• [RECORDS FOR PROCESSING]:

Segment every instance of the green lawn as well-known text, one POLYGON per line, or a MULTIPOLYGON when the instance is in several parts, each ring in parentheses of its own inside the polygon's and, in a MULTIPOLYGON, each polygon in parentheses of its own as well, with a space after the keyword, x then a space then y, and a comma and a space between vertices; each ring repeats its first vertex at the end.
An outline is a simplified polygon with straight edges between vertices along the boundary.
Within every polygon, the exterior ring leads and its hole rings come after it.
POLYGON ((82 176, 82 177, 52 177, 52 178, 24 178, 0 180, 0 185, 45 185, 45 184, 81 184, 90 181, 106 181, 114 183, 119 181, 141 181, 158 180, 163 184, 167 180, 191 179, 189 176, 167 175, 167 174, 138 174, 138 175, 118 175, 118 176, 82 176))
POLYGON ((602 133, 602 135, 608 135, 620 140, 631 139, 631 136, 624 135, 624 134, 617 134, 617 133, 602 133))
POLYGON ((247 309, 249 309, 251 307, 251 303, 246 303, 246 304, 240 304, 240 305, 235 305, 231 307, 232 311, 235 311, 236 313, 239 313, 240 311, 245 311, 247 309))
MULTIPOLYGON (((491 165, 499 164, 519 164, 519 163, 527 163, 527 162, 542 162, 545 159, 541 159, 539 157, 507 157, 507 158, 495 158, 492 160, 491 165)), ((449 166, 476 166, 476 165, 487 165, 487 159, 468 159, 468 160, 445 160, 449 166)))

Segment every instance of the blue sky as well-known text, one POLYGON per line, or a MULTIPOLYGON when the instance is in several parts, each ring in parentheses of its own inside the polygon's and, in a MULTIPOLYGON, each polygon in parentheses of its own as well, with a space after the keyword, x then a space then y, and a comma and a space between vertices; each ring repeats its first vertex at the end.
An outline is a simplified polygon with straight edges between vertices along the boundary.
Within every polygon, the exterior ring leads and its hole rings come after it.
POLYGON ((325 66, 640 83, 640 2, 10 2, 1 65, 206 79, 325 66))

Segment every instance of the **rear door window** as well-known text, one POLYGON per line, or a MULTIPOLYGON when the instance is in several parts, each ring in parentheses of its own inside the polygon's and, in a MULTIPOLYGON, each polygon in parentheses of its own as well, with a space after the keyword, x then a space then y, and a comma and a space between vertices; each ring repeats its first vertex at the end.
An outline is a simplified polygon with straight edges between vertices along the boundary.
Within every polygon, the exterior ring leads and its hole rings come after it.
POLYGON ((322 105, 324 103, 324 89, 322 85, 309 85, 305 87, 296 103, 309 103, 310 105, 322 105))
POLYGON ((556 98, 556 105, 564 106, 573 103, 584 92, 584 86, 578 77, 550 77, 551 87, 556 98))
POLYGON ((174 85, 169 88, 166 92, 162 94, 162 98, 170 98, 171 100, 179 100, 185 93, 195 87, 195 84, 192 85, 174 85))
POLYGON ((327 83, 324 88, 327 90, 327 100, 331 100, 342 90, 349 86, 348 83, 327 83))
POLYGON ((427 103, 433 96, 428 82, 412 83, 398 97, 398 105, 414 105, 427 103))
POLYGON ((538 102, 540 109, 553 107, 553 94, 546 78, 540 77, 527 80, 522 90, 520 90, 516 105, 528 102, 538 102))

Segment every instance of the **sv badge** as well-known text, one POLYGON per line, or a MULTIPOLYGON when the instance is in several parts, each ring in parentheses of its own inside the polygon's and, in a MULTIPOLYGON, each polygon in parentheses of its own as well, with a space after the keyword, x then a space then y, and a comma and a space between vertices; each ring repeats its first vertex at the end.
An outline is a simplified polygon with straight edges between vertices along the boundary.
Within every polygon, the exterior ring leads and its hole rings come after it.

• [ASSIGNMENT]:
Each line in the data where the string "Segment" occurs should be identified and copied.

• [TASK ANSWER]:
Segment every instance of the green lawn as well-known text, one POLYGON per line, or a MULTIPOLYGON when the instance is in several parts, each ring in parentheses of its own inside the polygon's and, in a MULTIPOLYGON, each polygon in parentheses of its own as well, with a space after the keyword, x then a space then y, and a comma and a space between vertices; each ring repeats its first vertex at the end.
Segment every instance of the blue sky as well-known text, one POLYGON per line, or a MULTIPOLYGON when the instance is in several parts, each ring in parentheses of its own inside the polygon's and, in a MULTIPOLYGON, each polygon in parentheses of its own as well, with a space after the keyword, x then a space then y, and a comma and a space between vertices; each ring repeats its first vertex at the end.
Segment every instance of the **rear door window** as well-known text, one POLYGON per line, or a MULTIPOLYGON when the instance is in several parts, each ring in parentheses of its own inside the polygon's and, in a MULTIPOLYGON, each polygon in parentheses of its own as well, with a space after the keyword, x then a space then y, and a comma and a space between vertices; each ring repeats its first vertex at the end.
Segment every instance of the **sv badge** as well-known text, one POLYGON per line, or a MULTIPOLYGON when the instance is in several parts, each ring in parentheses of its own inside the polygon's and, in a MULTIPOLYGON, each polygon in parentheses of its own as well, with a space after the keyword, x then a space then y, and a comma and a space between vertices; each ring repeats its first vertex at the end.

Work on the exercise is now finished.